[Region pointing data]
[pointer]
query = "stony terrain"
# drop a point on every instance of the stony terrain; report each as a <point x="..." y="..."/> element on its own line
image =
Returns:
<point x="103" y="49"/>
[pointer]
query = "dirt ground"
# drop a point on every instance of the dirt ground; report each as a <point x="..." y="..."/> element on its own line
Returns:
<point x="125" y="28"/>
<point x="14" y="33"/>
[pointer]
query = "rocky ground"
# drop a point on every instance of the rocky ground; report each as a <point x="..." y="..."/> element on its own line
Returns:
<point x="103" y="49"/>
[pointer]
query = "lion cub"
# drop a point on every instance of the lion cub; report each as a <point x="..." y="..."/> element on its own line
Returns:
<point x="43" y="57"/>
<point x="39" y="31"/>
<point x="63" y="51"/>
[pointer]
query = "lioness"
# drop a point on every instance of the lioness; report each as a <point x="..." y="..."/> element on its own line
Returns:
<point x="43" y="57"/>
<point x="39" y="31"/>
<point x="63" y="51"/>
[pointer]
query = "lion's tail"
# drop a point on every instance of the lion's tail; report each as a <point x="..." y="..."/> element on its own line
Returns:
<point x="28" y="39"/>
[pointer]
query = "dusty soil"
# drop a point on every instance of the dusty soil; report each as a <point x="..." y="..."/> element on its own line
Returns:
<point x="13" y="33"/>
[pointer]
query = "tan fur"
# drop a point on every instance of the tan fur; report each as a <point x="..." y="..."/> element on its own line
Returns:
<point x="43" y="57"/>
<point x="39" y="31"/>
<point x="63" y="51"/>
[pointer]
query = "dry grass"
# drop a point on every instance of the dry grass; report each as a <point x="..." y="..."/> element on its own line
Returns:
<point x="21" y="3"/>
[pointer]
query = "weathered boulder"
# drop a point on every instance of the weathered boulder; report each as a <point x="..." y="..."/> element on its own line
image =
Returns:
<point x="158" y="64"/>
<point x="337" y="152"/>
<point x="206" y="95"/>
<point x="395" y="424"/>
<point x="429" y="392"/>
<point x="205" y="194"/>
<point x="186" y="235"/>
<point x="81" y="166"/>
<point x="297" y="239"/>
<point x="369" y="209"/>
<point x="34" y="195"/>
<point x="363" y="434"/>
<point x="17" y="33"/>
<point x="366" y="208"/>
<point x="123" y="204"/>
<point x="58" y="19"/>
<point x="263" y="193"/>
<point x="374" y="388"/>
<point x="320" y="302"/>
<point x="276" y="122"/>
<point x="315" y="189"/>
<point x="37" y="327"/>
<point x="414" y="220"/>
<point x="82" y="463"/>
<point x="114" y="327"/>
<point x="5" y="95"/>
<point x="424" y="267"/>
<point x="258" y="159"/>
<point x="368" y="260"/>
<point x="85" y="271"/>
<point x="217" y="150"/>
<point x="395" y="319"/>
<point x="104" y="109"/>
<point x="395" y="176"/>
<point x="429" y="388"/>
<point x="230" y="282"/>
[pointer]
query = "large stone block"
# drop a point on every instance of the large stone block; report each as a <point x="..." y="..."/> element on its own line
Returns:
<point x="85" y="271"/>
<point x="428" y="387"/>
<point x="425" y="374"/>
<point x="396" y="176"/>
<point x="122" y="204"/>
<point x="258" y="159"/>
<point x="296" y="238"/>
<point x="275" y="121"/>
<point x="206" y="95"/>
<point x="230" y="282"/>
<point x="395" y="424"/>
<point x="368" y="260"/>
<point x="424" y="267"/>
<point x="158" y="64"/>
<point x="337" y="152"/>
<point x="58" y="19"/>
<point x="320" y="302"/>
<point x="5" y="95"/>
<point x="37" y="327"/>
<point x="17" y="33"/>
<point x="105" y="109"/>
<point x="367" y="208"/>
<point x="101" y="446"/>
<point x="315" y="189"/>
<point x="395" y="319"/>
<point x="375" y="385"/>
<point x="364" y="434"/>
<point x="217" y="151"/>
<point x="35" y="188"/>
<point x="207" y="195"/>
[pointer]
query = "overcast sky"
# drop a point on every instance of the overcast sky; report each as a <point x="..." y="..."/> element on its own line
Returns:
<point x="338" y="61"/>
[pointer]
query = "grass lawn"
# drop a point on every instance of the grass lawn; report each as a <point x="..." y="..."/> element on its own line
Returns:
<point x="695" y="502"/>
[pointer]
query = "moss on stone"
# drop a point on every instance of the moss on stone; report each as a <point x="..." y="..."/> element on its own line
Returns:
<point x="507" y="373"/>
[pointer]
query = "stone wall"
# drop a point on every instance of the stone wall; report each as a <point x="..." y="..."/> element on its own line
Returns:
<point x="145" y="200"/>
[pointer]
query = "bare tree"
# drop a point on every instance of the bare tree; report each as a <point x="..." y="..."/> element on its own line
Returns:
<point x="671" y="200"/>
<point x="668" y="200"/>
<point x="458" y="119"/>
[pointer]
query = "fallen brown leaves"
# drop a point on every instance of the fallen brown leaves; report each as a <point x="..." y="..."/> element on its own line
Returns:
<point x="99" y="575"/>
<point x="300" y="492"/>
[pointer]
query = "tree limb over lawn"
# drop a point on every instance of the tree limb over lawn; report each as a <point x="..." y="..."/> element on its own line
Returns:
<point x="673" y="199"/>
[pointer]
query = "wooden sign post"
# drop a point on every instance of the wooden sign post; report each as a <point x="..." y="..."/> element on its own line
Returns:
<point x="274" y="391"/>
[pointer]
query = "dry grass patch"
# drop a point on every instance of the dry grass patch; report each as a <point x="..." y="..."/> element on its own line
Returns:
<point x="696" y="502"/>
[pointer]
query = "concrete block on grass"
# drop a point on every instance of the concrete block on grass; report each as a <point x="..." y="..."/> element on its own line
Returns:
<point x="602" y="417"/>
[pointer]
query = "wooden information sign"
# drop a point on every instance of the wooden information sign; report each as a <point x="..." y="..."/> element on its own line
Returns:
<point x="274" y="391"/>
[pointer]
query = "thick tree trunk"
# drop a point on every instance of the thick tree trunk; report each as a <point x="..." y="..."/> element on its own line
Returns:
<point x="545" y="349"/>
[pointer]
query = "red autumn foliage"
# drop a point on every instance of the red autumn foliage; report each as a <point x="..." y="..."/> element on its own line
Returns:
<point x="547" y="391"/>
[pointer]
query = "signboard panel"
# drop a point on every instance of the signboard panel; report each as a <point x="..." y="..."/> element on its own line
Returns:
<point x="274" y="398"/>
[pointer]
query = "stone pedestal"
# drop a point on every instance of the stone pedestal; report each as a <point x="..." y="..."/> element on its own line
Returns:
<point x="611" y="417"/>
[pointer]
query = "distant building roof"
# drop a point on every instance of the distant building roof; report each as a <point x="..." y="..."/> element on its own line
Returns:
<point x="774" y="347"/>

• What you have to do: Your answer must consist solely of the lines above between the line holding "# drop a point on every instance of the dirt" and the line holding "# drop a point on every instance of the lion cub;", inclusive, copied exactly.

• Problem solution:
# drop a point on every instance of the dirt ground; report each as a <point x="..." y="..."/> element on its own line
Returns:
<point x="125" y="28"/>
<point x="14" y="33"/>
[pointer]
query = "rocky ground"
# drop a point on every instance of the rocky ground; report each as a <point x="..." y="..."/> element on its own line
Returns:
<point x="103" y="49"/>
[pointer]
query = "lion cub"
# drop a point on every instance of the lion cub; report each as a <point x="..." y="..."/> element on its own line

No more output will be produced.